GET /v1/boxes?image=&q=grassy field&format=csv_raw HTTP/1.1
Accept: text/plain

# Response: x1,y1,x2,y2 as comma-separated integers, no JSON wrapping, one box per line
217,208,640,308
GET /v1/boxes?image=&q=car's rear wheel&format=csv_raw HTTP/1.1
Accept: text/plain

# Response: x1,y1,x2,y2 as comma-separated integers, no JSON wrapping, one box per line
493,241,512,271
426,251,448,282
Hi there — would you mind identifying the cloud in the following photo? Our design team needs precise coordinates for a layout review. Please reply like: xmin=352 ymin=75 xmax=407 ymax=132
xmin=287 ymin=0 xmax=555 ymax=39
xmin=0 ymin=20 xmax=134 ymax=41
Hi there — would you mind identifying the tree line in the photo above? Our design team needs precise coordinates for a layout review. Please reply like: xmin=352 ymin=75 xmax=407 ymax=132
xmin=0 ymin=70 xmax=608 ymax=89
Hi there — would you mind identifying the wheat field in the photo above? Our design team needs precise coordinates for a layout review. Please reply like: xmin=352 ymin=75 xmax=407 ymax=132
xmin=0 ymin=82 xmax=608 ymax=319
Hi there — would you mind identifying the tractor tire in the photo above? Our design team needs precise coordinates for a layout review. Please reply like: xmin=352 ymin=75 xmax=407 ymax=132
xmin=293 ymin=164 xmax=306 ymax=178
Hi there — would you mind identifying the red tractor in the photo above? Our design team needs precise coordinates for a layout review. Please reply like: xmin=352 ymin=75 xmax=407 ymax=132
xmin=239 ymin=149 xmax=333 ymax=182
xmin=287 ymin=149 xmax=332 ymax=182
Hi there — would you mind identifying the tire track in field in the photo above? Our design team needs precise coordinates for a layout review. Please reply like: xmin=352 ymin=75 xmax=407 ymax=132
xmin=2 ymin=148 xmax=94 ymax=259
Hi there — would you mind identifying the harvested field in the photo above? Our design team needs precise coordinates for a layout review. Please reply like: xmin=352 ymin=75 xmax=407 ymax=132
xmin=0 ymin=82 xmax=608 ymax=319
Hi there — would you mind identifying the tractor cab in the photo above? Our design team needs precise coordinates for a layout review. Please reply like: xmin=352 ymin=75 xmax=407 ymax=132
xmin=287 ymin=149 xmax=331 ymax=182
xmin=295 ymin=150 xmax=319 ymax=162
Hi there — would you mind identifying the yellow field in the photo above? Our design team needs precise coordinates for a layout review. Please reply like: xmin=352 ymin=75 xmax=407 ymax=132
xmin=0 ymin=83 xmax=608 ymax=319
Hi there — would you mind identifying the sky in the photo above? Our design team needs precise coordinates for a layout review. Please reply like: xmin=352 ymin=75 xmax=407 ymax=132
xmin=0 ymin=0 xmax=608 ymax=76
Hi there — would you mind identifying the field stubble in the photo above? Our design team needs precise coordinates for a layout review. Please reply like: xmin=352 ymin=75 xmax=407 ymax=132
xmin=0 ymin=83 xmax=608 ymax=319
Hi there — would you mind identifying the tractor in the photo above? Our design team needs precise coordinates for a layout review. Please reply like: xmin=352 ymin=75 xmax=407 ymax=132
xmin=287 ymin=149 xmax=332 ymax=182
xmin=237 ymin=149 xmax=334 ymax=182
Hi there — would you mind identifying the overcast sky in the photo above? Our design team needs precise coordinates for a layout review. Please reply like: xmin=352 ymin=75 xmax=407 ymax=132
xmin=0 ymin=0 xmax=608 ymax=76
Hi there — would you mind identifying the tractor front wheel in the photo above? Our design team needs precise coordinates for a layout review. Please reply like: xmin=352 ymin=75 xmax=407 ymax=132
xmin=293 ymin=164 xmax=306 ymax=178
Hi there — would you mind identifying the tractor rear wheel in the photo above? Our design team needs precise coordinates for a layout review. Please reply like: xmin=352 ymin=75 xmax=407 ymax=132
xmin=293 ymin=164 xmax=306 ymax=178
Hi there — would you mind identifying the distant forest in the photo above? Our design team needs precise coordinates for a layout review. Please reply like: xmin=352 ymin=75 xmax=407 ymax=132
::::
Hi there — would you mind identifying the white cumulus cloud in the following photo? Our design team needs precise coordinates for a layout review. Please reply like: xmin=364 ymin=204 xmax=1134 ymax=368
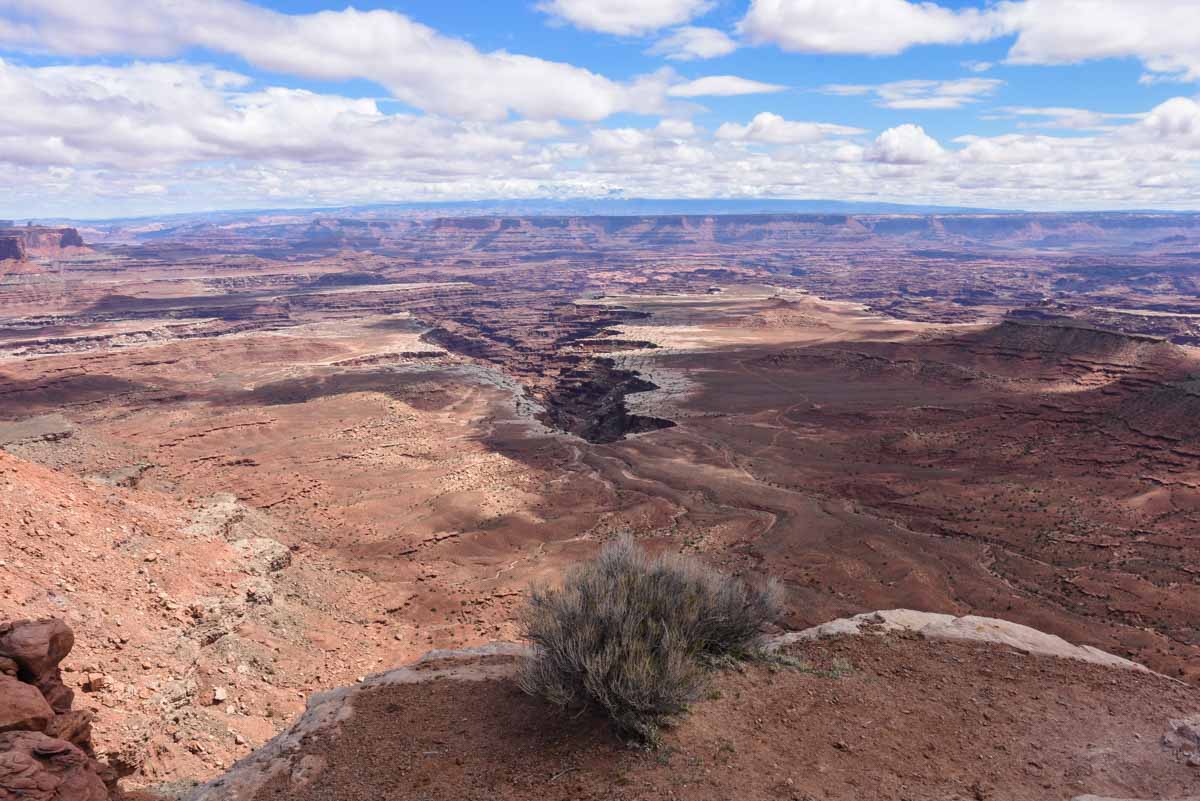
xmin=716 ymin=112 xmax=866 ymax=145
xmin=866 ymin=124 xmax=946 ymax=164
::::
Given exercise:
In the data, rewrite the lines from the line with "GET /v1/boxes?image=&q=grassy field&format=csv_raw" to the line with "217,208,640,308", changing "grassy field" to "meadow" and leaving everything else as is.

Exercise result:
GET /v1/boxes?image=&q=meadow&format=csv_raw HTTP/1.1
Accept: text/plain

# Response: x1,y1,x2,y2 as comma-separated integers, no JSON wrapping, one box per line
217,208,640,308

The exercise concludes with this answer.